That four-letter word - love, can dog us all our lives. It is part of the human spirit to love. It leads us to extraordinary heights and it can also cause us cruel nightmares.
People fall in love with one another and sometimes it works. On other occasions it leads to anger and bitterness. The newspapers are full of the details of people who once loved and now hate each other. Indeed it often seems as if love and hate are like greatness and madness, and thin partitions doth divide.
Young men and women fall in love, marry and sometimes it works, sometimes they split up. For others it is a life of pain and sadness. How often do you hear of people staying together for the sake of the children?
The rainbows we follow through life so often come tumbling down. The idealism and inspiration of youth can set us on fire and love is part of that equation. Love can lead us to extraordinary feats.
And when you ask what love is, you will get a different answer from everyone you ask. Young teenagers in love will be convinced they have arrived and know what it is. Ask them 10, 20, 30 years down the road and no doubt they will have a totally different story to tell. It's as difficult to say anything about love as it is to say anything about God and in many ways the two words are inextricably linked.

§ Recorded data
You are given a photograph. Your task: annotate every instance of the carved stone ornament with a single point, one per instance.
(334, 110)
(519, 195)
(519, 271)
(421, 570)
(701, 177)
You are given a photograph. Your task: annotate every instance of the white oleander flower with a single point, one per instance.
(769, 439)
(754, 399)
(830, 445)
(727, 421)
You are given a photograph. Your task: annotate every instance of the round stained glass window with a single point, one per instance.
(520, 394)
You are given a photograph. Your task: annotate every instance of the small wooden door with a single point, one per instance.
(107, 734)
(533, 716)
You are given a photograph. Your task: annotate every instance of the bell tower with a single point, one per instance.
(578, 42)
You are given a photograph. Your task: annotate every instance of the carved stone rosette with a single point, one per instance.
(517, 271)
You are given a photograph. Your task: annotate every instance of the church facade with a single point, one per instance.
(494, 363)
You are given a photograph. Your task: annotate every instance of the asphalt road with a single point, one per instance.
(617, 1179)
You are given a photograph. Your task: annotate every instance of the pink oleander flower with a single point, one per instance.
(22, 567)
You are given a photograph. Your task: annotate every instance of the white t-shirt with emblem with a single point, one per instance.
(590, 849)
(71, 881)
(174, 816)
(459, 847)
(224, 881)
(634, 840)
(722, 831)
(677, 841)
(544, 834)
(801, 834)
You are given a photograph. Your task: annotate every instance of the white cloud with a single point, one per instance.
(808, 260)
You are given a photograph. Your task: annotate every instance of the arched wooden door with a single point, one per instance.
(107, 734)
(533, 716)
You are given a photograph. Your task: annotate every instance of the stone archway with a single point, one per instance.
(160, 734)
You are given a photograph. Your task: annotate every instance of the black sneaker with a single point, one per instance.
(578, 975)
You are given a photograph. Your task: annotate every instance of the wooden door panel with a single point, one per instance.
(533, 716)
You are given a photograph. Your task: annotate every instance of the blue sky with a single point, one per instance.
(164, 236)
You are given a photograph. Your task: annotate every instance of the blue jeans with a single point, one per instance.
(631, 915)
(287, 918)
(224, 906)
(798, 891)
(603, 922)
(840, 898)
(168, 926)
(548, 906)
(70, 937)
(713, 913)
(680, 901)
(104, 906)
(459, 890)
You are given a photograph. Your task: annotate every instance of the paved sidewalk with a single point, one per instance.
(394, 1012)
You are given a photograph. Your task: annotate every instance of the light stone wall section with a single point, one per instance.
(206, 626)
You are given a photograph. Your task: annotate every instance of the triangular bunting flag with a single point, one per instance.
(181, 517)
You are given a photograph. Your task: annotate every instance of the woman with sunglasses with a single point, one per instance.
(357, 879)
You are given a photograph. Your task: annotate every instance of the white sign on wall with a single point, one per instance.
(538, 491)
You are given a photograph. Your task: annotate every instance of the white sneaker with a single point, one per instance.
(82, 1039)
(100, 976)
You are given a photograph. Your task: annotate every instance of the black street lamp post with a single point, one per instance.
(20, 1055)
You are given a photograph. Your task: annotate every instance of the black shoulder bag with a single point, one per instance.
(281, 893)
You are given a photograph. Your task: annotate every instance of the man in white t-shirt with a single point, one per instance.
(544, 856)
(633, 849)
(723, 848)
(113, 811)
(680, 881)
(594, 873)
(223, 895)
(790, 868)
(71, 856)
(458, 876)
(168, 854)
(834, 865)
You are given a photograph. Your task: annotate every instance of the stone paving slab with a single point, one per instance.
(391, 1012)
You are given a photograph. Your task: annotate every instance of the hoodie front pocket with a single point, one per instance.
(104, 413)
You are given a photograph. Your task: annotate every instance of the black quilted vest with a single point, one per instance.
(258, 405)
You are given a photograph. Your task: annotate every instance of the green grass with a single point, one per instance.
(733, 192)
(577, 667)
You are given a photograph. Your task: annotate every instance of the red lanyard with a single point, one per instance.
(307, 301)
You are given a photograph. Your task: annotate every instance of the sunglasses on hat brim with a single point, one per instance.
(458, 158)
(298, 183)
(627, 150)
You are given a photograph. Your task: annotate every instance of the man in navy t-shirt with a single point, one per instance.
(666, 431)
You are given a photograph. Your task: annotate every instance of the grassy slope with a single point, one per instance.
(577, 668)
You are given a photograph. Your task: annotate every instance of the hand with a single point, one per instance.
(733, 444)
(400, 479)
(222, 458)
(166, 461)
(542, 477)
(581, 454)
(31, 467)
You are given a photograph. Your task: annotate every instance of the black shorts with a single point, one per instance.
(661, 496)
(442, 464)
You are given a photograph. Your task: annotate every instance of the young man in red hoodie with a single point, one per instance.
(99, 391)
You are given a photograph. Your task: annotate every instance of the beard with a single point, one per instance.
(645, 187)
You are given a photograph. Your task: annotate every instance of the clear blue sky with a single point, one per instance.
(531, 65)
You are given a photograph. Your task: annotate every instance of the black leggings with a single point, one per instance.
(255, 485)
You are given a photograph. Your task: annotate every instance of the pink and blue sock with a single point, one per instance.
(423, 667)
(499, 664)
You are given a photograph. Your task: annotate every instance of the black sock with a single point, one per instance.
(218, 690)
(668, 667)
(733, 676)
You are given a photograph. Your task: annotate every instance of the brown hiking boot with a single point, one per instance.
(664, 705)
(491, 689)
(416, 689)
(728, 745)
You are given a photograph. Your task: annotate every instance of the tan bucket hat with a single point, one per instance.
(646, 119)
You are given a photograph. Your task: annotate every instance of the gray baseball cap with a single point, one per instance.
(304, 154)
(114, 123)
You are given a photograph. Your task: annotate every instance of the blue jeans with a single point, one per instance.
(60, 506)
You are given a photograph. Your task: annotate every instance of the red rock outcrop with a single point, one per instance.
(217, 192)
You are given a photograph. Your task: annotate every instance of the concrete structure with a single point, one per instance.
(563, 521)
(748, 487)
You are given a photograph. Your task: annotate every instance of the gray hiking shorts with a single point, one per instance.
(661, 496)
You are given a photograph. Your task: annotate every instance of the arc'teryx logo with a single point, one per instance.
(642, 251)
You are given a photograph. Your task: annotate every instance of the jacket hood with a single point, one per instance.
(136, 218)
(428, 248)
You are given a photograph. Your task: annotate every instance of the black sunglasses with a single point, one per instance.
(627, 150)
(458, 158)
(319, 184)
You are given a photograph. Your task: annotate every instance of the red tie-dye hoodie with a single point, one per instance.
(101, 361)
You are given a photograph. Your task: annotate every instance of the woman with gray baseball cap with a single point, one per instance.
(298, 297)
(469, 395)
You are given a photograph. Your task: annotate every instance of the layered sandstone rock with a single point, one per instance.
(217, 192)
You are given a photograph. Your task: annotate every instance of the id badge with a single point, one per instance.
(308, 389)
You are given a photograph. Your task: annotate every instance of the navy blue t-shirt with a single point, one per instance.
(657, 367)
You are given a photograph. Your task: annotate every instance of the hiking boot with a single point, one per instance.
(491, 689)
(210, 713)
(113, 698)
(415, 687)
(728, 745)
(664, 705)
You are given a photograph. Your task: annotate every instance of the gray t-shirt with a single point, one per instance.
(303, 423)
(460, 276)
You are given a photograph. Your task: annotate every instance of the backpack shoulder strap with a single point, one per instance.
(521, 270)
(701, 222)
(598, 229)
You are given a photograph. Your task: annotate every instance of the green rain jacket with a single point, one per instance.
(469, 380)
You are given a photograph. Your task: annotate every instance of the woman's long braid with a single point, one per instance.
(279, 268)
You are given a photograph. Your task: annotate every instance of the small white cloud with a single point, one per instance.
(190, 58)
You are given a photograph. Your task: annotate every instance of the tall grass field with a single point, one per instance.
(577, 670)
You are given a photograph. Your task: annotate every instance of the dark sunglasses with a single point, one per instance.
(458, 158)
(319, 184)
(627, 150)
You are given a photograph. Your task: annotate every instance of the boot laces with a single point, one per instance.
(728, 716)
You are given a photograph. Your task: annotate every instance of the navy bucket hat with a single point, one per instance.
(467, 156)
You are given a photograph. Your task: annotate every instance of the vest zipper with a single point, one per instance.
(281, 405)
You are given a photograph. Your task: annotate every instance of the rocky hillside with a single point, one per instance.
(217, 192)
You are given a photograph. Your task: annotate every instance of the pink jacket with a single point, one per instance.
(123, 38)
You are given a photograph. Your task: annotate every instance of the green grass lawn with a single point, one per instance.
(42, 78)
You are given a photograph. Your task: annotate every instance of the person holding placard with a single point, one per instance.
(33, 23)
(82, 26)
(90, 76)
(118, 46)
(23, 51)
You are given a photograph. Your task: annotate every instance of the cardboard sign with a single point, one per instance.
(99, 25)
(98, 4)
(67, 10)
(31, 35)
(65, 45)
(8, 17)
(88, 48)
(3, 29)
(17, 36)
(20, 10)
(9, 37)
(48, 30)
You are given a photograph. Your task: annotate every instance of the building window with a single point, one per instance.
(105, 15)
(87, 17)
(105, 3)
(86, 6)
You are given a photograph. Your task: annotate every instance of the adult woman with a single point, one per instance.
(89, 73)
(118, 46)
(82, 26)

§ Written exercise
Continue the text about love from its last sentence. The records have no connection to the text about love.

§ Response to this exercise
We can say that God's love is revealed to us in Christ. In St John's Gospel 15: 12-16, we are commanded to love one another.
"This is my commandment: love one another as I have loved you. There is no greater love than this, to give one's life for one's friends; and you are my friends if you do what I command you."
Jesus goes on to point out that it is not a servant-master relationship because it involves a closeness and knowledge far deeper than anything that could exist between servant and master.
The love that Jesus is talking about involves a deep friendship and knowledge of the other person. It involves respect. It means we spend time and care getting to know the person.
Our love for God and our love for one another can never match God's love for us. How could it? We are not God. But we can learn from it; we can use it as an example for ourselves.
One thing that love is not is selfish. Love has nothing to do with being possessive or wanting for oneself. Love is all about giving, the unquestioning desire to give to someone else. The very act of giving, and giving in a totally unconditional manner, is linked to love and giving fills our hearts and souls with joy.
Love is about placing the other person centre-stage. It has something to do with seeing God in the other person. By realising that we are all made in the image and likeness of God and that his son died on a cross for us, we are opening the door to love.
God is love and just as it is a life-long task to grow in our appreciation and understanding of God, so too is it a life-long pilgrimage to grow in our ability to love.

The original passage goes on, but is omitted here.